**** RECORDS SUPPLIED ****

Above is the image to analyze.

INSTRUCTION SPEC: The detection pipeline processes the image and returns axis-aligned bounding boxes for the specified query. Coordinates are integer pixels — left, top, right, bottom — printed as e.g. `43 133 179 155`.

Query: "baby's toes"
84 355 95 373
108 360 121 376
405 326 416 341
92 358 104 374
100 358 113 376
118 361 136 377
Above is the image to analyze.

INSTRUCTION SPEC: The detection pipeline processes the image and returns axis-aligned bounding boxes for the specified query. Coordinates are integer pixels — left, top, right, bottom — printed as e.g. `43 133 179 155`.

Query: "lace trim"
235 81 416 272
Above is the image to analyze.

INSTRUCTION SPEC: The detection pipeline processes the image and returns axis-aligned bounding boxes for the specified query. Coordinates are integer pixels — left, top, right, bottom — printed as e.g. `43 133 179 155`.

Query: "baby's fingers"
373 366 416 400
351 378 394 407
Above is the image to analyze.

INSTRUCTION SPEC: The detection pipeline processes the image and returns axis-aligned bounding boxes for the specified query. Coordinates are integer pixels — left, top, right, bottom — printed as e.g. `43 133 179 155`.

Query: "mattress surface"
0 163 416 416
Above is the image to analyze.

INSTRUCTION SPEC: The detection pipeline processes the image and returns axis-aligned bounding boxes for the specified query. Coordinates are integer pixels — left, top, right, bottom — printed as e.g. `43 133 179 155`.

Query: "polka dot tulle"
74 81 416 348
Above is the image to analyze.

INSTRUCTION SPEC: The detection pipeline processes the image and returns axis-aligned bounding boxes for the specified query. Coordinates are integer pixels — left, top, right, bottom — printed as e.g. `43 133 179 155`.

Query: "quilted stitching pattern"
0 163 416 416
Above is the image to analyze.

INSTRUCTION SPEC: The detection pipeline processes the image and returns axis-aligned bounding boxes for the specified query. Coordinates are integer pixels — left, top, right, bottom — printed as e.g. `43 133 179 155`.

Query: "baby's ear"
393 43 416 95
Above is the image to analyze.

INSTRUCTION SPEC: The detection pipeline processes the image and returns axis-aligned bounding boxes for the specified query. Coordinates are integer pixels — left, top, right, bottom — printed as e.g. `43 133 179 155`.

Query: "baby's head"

****

AIM –
Edit the records from the start up to and including the line with "118 361 136 377", swapping "detection pipeline" for "labeling pipeline" and keeping everything else the same.

RESULT BELOW –
Above is the image to analyze.

INSTRUCTION SPEC: The labeling pipeline processes the image and returns axis-aligned bounding boxes for the specified query. Coordinates are integer pixels — left, top, right, bottom — printed as e.g. `43 133 179 155`.

Query: "baby's toes"
84 355 95 373
108 360 121 376
405 326 416 341
92 358 104 374
100 358 113 376
118 361 136 377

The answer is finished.